## WORK REQUEST
For this exercise, restate the records word for word.

## LISTED ENTRIES
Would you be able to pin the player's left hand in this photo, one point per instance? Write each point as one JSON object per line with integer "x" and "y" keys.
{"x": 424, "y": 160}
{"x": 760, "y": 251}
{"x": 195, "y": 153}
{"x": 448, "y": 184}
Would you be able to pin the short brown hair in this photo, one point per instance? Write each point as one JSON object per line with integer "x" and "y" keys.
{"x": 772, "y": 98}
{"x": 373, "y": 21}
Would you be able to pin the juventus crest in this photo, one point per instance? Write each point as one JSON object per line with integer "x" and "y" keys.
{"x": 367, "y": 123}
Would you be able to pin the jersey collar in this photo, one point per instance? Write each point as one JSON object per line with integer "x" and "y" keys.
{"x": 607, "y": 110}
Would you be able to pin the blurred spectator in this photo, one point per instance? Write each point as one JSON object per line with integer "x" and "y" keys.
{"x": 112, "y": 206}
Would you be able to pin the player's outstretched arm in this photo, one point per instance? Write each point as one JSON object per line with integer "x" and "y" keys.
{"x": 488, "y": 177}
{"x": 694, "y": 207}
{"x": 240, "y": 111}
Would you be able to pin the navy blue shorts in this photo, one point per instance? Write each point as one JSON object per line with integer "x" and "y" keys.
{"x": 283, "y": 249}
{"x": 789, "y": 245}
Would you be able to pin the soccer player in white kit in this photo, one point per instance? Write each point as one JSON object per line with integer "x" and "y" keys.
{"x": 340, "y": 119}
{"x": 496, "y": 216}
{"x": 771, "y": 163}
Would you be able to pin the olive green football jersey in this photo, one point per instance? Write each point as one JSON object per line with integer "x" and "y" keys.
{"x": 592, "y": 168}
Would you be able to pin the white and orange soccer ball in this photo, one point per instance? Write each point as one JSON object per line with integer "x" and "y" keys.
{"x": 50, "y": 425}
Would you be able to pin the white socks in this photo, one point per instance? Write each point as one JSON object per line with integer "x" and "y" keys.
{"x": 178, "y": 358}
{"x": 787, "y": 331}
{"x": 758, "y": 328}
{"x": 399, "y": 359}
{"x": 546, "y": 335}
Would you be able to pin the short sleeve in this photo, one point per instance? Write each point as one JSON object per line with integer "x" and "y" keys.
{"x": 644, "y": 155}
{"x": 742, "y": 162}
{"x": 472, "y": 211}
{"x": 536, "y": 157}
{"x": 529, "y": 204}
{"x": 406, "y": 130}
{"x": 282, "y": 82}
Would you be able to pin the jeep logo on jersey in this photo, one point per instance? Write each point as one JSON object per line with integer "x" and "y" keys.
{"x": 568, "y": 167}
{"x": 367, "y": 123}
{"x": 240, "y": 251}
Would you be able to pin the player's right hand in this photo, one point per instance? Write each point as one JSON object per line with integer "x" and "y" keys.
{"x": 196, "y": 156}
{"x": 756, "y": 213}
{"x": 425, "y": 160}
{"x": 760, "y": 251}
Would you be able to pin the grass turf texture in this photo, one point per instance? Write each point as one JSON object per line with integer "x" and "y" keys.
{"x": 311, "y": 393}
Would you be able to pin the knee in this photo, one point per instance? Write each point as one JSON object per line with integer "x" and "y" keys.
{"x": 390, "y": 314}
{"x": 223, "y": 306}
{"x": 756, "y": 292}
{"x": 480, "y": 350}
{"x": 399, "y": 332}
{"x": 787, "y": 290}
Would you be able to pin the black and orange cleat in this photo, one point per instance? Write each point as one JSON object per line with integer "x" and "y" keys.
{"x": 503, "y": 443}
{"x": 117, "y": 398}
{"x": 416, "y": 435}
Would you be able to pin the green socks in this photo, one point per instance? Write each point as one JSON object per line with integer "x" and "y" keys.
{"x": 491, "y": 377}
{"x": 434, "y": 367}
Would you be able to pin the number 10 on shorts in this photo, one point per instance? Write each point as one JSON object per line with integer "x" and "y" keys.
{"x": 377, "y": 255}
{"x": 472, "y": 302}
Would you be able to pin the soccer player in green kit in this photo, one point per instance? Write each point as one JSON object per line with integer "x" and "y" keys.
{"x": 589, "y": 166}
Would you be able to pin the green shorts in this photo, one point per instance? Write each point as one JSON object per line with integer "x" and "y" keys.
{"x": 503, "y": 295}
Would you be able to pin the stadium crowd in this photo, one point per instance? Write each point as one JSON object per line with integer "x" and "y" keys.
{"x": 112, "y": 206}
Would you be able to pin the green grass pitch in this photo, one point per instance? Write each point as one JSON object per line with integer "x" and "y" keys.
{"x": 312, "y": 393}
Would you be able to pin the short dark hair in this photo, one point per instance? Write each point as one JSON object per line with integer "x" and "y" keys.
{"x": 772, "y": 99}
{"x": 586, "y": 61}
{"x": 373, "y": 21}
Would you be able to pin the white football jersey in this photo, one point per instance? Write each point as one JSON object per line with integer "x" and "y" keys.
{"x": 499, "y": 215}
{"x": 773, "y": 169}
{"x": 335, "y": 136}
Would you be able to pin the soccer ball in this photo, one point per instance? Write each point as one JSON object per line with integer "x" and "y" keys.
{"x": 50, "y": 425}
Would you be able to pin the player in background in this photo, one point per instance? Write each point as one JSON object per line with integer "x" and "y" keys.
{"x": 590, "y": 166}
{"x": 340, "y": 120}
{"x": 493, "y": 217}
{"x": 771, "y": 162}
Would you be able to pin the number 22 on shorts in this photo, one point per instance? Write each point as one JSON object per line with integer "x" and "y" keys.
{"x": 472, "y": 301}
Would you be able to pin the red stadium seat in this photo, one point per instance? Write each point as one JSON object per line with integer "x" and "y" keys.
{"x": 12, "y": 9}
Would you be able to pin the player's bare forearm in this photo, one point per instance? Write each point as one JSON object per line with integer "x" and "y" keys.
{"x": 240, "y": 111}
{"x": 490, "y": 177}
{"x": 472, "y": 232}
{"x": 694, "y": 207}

## OUTPUT OF THE EXERCISE
Would you be able to pin the player's left hand in this photo, one point per instance? Write each point as one JSON object per line with integer "x" and "y" keys.
{"x": 424, "y": 160}
{"x": 760, "y": 251}
{"x": 195, "y": 153}
{"x": 448, "y": 184}
Would you be able to pin the short brown hair in this photo, one point per instance? Write each point as one JSON object per line with integer "x" and "y" keys.
{"x": 772, "y": 98}
{"x": 373, "y": 21}
Would you be able to pin the juventus crest in this photo, one point per instance? Write each point as one JSON object per line with integer "x" and "y" keys.
{"x": 367, "y": 123}
Would you be able to pin the jersey collar in this photo, one point per instance? Write each point as one JSON object per line with integer "x" and "y" keys.
{"x": 607, "y": 110}
Would you be able to pin the blurred spectator in this photo, one point per instance? Write each point as one JSON object per line with integer "x" and "y" keys.
{"x": 112, "y": 206}
Would you be able to pin the player's outstretched arm in this photo, one point per instance? Write each point as one JSON object per line with integer "x" and "y" keys.
{"x": 488, "y": 177}
{"x": 694, "y": 207}
{"x": 240, "y": 111}
Would you be able to pin the navy blue shorts in this photo, one point per instance? Write each point as one JSON object per line with integer "x" and "y" keys.
{"x": 283, "y": 249}
{"x": 789, "y": 245}
Would you be able to pin the soccer player in white kit in this photo, one point per instance? Write each point as one JSON object per line with integer "x" and "y" keys.
{"x": 340, "y": 119}
{"x": 496, "y": 216}
{"x": 771, "y": 163}
Would you be able to pin the olive green football jersey in this photo, one point per instance? Write each point as one JSON object per line with integer "x" and "y" keys.
{"x": 592, "y": 168}
Would you be able to pin the white and orange soccer ball in this photo, one point per instance? Write each point as one JSON object per line with integer "x" and "y" keys.
{"x": 50, "y": 425}
Would you be able to pin the white socks in this photo, one point per instance? Write each point as one JSON object per line with integer "x" and "y" keys.
{"x": 178, "y": 358}
{"x": 787, "y": 331}
{"x": 758, "y": 328}
{"x": 399, "y": 359}
{"x": 546, "y": 335}
Would you be able to pin the short sleeve in this photo, one point per instance? Write each point as one JSON object per line with integer "x" and "y" keys.
{"x": 644, "y": 155}
{"x": 742, "y": 162}
{"x": 472, "y": 211}
{"x": 536, "y": 157}
{"x": 529, "y": 204}
{"x": 406, "y": 130}
{"x": 282, "y": 82}
Would you be able to pin the jeep logo on jersey in this photo, one point per instance? Write each point as one JSON object per line with integer "x" and "y" keys.
{"x": 568, "y": 167}
{"x": 367, "y": 123}
{"x": 240, "y": 251}
Would you be able to pin the player's right hand in this photo, one point per instance? Write each point as one JSON object per line with integer "x" and "y" keys.
{"x": 196, "y": 156}
{"x": 756, "y": 213}
{"x": 425, "y": 160}
{"x": 760, "y": 251}
Would you be able to pin the grass turf texture in this photo, one point per instance? Write each point as one JSON object per line with integer "x" and "y" keys.
{"x": 311, "y": 393}
Would you be able to pin the knee in this photo, one point per instance? Write each point as one JSON object per line with integer "x" and "y" keys.
{"x": 390, "y": 314}
{"x": 223, "y": 306}
{"x": 756, "y": 292}
{"x": 480, "y": 350}
{"x": 399, "y": 332}
{"x": 787, "y": 290}
Would you be able to pin the black and orange cleat in this photo, one point per instance? Write each point as one JSON object per line with integer "x" and "y" keys.
{"x": 503, "y": 443}
{"x": 117, "y": 398}
{"x": 416, "y": 435}
Would you be able to pin the green socks in this photo, one point per instance? Write each point as one JSON object per line with integer "x" and "y" keys.
{"x": 491, "y": 377}
{"x": 434, "y": 367}
Would you be able to pin the number 10 on shorts in this photo, one point per instance? Write each point as one JSON object per line with integer "x" and "y" keys.
{"x": 377, "y": 255}
{"x": 472, "y": 302}
Would you be able to pin the soccer player in green kit in this photo, one point per instance? Write each point as one JSON object per line with integer "x" and "y" keys.
{"x": 589, "y": 166}
Would you be able to pin the green shorts in this photo, one point per instance? Write each point as one JSON object per line with integer "x" and "y" keys.
{"x": 503, "y": 295}
Would you be able to pin the stadium crowd in this photo, one point per instance? Write each point as one JSON object per line with integer "x" and "y" keys.
{"x": 112, "y": 206}
Would you be able to pin the green grass pitch in this photo, one point per instance? Write each point as one JSON object per line with integer "x" and "y" keys.
{"x": 312, "y": 393}
Would you be able to pin the short dark hair in this photo, one point per instance? Write each point as one JSON object per line with integer "x" and "y" keys.
{"x": 772, "y": 99}
{"x": 586, "y": 61}
{"x": 373, "y": 21}
Would you be able to pin the white football jersey in this photo, one point per instance? Write each point as one JSON object per line with integer "x" and "y" keys.
{"x": 499, "y": 215}
{"x": 773, "y": 169}
{"x": 335, "y": 136}
Would you be able to pin the soccer ball in this photo, one point per instance? Write each point as one JSON object per line with integer "x" and "y" keys.
{"x": 50, "y": 425}
Would you be able to pin the player in background in this photo, one point per instance? Write each point as one JSON object per line with integer "x" and "y" keys.
{"x": 590, "y": 166}
{"x": 340, "y": 120}
{"x": 493, "y": 217}
{"x": 771, "y": 162}
Would you be able to pin the number 22 on shorts in this photo, one point per instance? Write each point as one JSON object per line with integer "x" and "y" keys.
{"x": 472, "y": 301}
Would you be able to pin the red stadium seat in this photo, one point per instance? Write each point as one JSON object per line with integer "x" and "y" keys.
{"x": 12, "y": 9}
Would you be able to pin the player's bare forearm in this photo, one point per instance? Write each point as one JSON object per line with integer "x" and "y" keys.
{"x": 240, "y": 111}
{"x": 490, "y": 177}
{"x": 472, "y": 232}
{"x": 694, "y": 207}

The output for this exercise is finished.